What this task involves:
Reproduce the following lines verbatim, from the first to the last.

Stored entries
::::::
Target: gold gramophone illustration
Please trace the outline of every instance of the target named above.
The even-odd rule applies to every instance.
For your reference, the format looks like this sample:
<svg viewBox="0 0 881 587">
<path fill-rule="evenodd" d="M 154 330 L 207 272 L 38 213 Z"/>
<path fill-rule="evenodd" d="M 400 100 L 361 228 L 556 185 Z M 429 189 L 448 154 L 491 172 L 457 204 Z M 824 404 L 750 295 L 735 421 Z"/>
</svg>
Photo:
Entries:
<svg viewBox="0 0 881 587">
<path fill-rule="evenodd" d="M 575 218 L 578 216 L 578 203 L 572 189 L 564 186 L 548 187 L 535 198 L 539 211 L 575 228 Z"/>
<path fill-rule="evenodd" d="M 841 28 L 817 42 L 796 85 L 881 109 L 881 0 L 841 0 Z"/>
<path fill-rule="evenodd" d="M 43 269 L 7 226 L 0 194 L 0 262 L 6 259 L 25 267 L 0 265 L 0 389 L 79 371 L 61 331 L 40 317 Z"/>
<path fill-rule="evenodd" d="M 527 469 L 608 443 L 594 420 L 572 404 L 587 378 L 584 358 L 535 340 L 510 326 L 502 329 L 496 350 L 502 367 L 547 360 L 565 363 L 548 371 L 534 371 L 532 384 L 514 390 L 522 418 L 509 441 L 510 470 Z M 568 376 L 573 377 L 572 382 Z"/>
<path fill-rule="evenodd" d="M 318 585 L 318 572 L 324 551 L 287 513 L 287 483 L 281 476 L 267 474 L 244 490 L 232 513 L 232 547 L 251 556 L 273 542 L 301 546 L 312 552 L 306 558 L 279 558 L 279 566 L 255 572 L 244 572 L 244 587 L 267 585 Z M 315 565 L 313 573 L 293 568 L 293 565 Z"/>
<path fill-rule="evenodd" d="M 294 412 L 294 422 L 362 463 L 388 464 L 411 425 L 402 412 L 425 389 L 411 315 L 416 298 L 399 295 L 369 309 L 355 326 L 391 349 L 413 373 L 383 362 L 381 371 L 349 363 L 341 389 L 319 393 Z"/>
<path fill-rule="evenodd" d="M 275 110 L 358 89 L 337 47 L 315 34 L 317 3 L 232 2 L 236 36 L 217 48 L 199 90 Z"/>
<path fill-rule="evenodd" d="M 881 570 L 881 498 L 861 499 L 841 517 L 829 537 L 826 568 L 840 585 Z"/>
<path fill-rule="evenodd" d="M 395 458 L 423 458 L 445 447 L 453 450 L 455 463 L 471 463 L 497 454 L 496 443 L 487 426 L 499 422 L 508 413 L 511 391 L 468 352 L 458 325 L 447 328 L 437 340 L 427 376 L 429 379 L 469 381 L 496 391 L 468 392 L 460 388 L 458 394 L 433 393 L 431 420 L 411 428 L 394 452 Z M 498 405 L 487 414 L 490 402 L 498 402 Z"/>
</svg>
::::::
Task response:
Target: gold gramophone illustration
Please trace the outline of every instance of the target named above.
The even-odd rule applies to every instance.
For your reference, the format looks like this sample:
<svg viewBox="0 0 881 587">
<path fill-rule="evenodd" d="M 154 330 L 207 272 L 38 213 Z"/>
<path fill-rule="evenodd" d="M 400 100 L 361 228 L 556 185 Z M 429 189 L 448 154 L 491 172 L 457 204 Z M 824 404 L 750 295 L 735 421 Z"/>
</svg>
Photo:
Entries:
<svg viewBox="0 0 881 587">
<path fill-rule="evenodd" d="M 575 218 L 578 216 L 578 203 L 572 189 L 564 186 L 548 187 L 535 198 L 539 211 L 575 228 Z"/>
<path fill-rule="evenodd" d="M 841 28 L 817 42 L 796 85 L 881 109 L 881 0 L 841 0 Z"/>
<path fill-rule="evenodd" d="M 43 269 L 7 226 L 0 194 L 0 262 L 6 259 L 25 267 L 0 265 L 0 389 L 79 371 L 61 331 L 40 317 Z"/>
<path fill-rule="evenodd" d="M 527 469 L 608 443 L 594 420 L 572 404 L 587 378 L 584 358 L 535 340 L 510 326 L 502 329 L 496 350 L 502 367 L 547 360 L 565 363 L 548 371 L 534 371 L 532 384 L 514 390 L 522 418 L 509 441 L 510 470 Z M 568 376 L 573 377 L 572 382 Z"/>
<path fill-rule="evenodd" d="M 318 585 L 318 572 L 324 551 L 287 513 L 287 483 L 281 476 L 267 474 L 244 490 L 232 513 L 232 547 L 251 556 L 273 542 L 301 546 L 312 552 L 306 558 L 279 558 L 279 566 L 255 572 L 244 572 L 244 587 L 267 585 Z M 315 565 L 313 573 L 293 568 L 293 565 Z"/>
<path fill-rule="evenodd" d="M 294 412 L 294 422 L 362 463 L 388 464 L 411 425 L 402 412 L 425 389 L 411 315 L 416 298 L 399 295 L 369 309 L 355 326 L 391 349 L 413 373 L 383 362 L 381 371 L 349 363 L 341 389 L 319 393 Z"/>
<path fill-rule="evenodd" d="M 275 110 L 358 89 L 337 47 L 315 34 L 317 3 L 232 2 L 236 36 L 217 48 L 199 90 Z"/>
<path fill-rule="evenodd" d="M 881 570 L 881 498 L 861 499 L 841 517 L 829 537 L 826 568 L 840 585 Z"/>
<path fill-rule="evenodd" d="M 395 458 L 423 458 L 445 447 L 453 450 L 455 463 L 471 463 L 497 454 L 496 443 L 487 426 L 499 422 L 508 413 L 511 391 L 468 352 L 458 325 L 447 328 L 437 340 L 427 376 L 429 379 L 469 381 L 496 391 L 468 392 L 460 388 L 458 394 L 433 393 L 431 420 L 411 428 L 394 452 Z M 498 405 L 487 414 L 490 402 L 498 402 Z"/>
</svg>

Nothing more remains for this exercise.